◆ EXERCISE PROMPT
Copy the following lines verbatim, leaving every character unchanged.

◆ ENTRIES SUPPLIED
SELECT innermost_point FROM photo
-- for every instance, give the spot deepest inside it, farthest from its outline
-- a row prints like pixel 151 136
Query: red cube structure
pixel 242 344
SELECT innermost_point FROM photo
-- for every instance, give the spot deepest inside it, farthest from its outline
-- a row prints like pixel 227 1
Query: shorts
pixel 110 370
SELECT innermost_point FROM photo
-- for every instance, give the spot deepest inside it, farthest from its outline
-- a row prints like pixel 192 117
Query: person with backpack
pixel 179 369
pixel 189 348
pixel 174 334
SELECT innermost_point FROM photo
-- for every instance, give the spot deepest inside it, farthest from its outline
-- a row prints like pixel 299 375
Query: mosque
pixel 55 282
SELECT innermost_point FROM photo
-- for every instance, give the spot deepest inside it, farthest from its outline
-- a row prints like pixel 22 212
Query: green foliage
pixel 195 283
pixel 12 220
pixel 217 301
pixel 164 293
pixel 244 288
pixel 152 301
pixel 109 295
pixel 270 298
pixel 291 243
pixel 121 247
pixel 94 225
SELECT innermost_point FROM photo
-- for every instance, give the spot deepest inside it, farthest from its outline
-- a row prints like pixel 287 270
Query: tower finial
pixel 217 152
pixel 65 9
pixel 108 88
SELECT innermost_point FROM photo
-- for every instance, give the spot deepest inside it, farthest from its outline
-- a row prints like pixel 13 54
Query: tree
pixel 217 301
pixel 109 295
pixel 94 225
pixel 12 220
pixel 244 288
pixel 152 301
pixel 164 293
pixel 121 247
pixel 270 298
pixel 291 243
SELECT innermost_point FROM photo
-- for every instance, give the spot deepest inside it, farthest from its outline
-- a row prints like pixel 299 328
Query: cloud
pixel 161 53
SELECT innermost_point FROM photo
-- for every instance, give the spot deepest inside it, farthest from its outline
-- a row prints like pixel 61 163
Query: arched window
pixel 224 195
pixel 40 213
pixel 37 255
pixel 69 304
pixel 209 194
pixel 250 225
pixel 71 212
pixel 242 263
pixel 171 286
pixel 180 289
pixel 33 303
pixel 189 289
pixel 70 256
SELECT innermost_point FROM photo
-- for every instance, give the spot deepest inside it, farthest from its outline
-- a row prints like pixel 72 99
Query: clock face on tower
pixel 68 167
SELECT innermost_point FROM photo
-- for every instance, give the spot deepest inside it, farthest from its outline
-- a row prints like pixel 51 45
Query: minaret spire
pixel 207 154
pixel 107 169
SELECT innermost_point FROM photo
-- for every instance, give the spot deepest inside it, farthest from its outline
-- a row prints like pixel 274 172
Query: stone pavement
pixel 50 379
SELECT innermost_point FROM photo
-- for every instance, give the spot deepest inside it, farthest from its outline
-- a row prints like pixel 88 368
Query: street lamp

◆ WORKED SOLUTION
SELECT innermost_point FROM photo
-- for every instance, give the spot deepest inside it, farthest from its outline
-- a row prints like pixel 151 136
Query: red cube structure
pixel 242 344
SELECT innermost_point FROM photo
-- for every instance, give the spot deepest inside it, farthest from its outline
-- a row prints like pixel 227 1
Query: shorts
pixel 110 370
SELECT innermost_point FROM photo
-- for every instance, give the spot deepest inside it, farthest from its outline
-- a row prints like pixel 192 117
Query: person with backpack
pixel 179 369
pixel 189 348
pixel 174 334
SELECT innermost_point FROM photo
-- for every instance, give the spot deepest inside it, farthest from its outline
-- a row prints like pixel 299 375
Query: mosque
pixel 55 282
SELECT innermost_point FROM photo
-- for every instance, give the spot deepest inside it, farthest from its outline
-- a row prints like pixel 22 212
Query: green foliage
pixel 195 283
pixel 12 220
pixel 217 301
pixel 164 293
pixel 244 288
pixel 152 301
pixel 109 295
pixel 270 298
pixel 291 243
pixel 121 247
pixel 94 225
SELECT innermost_point FROM photo
-- for every instance, give the spot deepest inside it, farthest from its outline
-- a row prints like pixel 287 270
Query: tower finial
pixel 217 152
pixel 65 9
pixel 108 88
SELECT innermost_point FROM photo
-- for every instance, give the spot deepest inside it, farthest from its outline
-- a row prints like pixel 13 54
Query: tree
pixel 217 301
pixel 109 295
pixel 94 225
pixel 12 220
pixel 244 288
pixel 152 301
pixel 164 293
pixel 121 247
pixel 270 298
pixel 291 243
SELECT innermost_point FROM photo
-- for every instance, give the spot deepest inside it, farthest from its outline
-- a row prints like pixel 299 328
Query: cloud
pixel 161 53
SELECT innermost_point FROM photo
-- for every instance, give the spot deepest inside it, farthest from its outline
-- a row prints like pixel 61 163
Query: arched window
pixel 224 195
pixel 40 213
pixel 37 255
pixel 69 304
pixel 209 194
pixel 250 225
pixel 71 212
pixel 242 263
pixel 171 286
pixel 180 289
pixel 33 303
pixel 189 289
pixel 70 256
SELECT innermost_point FROM photo
-- for every instance, give the spot deepest inside it, farthest from its outline
-- a row prints like pixel 72 99
Query: clock face on tower
pixel 68 167
SELECT innermost_point FROM photo
-- for every instance, give the spot deepest inside it, farthest from its outline
-- a row prints like pixel 51 45
Query: minaret spire
pixel 207 154
pixel 107 169
SELECT innermost_point FROM photo
-- for every instance, give the spot deepest inside it, farthest from its outline
-- a row prints like pixel 274 172
Query: stone pavement
pixel 50 379
SELECT innermost_point FROM photo
-- for every instance, give the spot deepest inside it, farthest from its outline
-- a row prints like pixel 88 368
Query: street lamp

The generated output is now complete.